- What is asked: Reproduce every one of the following records line for line, changing nothing.

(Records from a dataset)
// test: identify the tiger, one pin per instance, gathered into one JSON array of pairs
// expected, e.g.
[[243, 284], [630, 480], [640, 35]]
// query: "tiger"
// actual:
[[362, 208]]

- Solution to this exercise:
// test: identify the tiger, one pin per instance, gathered into one JSON array of pairs
// expected, e.g.
[[243, 284], [630, 480], [640, 35]]
// query: "tiger"
// actual:
[[362, 208]]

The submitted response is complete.